→ **DIRECTIVE**
Output the data below as a JSON list of strings, one string per line, leaving out any blank lines.

→ **MATERIAL PROVIDED**
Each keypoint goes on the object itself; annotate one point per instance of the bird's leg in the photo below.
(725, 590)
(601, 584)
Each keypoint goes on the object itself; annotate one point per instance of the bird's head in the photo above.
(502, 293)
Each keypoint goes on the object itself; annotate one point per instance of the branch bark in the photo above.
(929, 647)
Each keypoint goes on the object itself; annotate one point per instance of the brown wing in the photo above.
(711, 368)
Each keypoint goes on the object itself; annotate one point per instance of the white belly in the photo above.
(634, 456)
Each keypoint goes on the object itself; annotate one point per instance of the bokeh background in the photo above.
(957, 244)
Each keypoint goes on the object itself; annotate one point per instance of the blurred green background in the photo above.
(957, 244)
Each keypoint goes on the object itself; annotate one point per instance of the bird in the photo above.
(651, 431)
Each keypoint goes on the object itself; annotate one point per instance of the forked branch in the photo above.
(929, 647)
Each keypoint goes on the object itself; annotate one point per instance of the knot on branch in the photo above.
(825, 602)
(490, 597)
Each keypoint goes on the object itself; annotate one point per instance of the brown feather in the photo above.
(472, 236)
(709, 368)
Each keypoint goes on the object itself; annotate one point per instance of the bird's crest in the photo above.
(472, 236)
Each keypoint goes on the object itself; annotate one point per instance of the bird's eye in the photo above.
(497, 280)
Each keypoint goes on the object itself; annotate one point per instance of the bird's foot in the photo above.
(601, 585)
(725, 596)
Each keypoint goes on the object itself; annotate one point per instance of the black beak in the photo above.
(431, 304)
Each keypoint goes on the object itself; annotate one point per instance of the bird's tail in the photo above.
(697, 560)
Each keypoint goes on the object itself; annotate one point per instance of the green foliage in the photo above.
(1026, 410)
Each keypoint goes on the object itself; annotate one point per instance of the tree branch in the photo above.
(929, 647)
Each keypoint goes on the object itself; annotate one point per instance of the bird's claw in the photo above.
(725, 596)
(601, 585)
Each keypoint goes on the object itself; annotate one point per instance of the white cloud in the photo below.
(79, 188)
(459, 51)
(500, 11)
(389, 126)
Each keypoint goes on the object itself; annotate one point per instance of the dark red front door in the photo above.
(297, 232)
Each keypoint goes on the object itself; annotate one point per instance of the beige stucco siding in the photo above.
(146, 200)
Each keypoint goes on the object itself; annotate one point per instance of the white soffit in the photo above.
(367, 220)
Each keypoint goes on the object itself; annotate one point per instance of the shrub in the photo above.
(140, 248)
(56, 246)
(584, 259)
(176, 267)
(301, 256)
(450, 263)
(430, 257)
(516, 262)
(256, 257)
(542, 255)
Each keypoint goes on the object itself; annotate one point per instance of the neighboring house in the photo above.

→ **ANSWER BELOW**
[
  "Each keypoint goes on the object itself; annotate one point per instance of the bird's leg in the photo below.",
  "(725, 590)",
  "(601, 584)",
  "Each keypoint goes on the object itself; annotate one point per instance of the bird's head in the photo above.",
  "(502, 293)",
  "Each keypoint goes on the object itself; annotate one point per instance of the branch bark in the photo above.",
  "(929, 647)",
  "Each keypoint goes on the object itself; annotate one point per instance of the brown wing in the photo above.",
  "(711, 368)",
  "Each keypoint goes on the object itself; annotate one point per instance of the white belly in the photo above.",
  "(634, 456)",
  "Each keypoint goes on the object itself; annotate one point per instance of the bokeh background in the photo above.",
  "(957, 244)",
  "Each keypoint goes on the object itself; annotate one point per instance of the blurred green background in the photo above.",
  "(957, 244)",
  "Each keypoint goes on the object itself; annotate one point per instance of the bird in the photo above.",
  "(651, 431)",
  "Each keypoint goes on the object itself; annotate one point per instance of the forked branch in the photo above.",
  "(929, 647)",
  "Each keypoint goes on the object itself; annotate one point per instance of the knot on branch in the photo above.",
  "(825, 602)",
  "(490, 597)",
  "Each keypoint goes on the object itself; annotate one point per instance of the brown feather in the photo above.",
  "(472, 236)",
  "(709, 368)",
  "Each keypoint goes on the object itself; annotate one point per instance of the bird's crest in the photo above.",
  "(472, 236)",
  "Each keypoint goes on the object itself; annotate one point per instance of the bird's eye in the photo above.",
  "(497, 280)",
  "Each keypoint goes on the object itself; annotate one point per instance of the bird's foot in the photo above.",
  "(601, 585)",
  "(725, 596)",
  "Each keypoint goes on the object itself; annotate one point per instance of the black beak in the photo above.",
  "(431, 304)",
  "Each keypoint goes on the object itself; annotate one point per instance of the bird's tail in the photo above.",
  "(697, 560)",
  "Each keypoint goes on the object itself; annotate one point per instance of the green foliage in the photo above.",
  "(1026, 410)",
  "Each keypoint goes on the object itself; annotate one point per instance of the tree branch in the photo above.",
  "(929, 647)",
  "Each keypoint goes on the object itself; annotate one point per instance of the bird's claw in the photo above.",
  "(725, 596)",
  "(601, 585)",
  "Each keypoint goes on the object itself; annotate one point per instance of the white cloud in the photo below.",
  "(79, 188)",
  "(459, 51)",
  "(500, 11)",
  "(389, 126)",
  "Each keypoint goes on the object itself; annotate one point per instance of the dark red front door in the photo above.",
  "(297, 232)",
  "Each keypoint goes on the object itself; annotate one point per instance of the beige stucco siding in the photo above.",
  "(146, 200)",
  "Each keypoint goes on the object itself; annotate one point per instance of the white soffit in the photo above.",
  "(367, 220)",
  "Each keypoint goes on the object itself; annotate one point per instance of the shrub in the photo above.",
  "(140, 248)",
  "(56, 246)",
  "(584, 259)",
  "(176, 267)",
  "(301, 256)",
  "(450, 263)",
  "(430, 257)",
  "(516, 262)",
  "(256, 257)",
  "(542, 255)",
  "Each keypoint goes on the object itself; annotate one point per instance of the neighboring house in the photo above."
]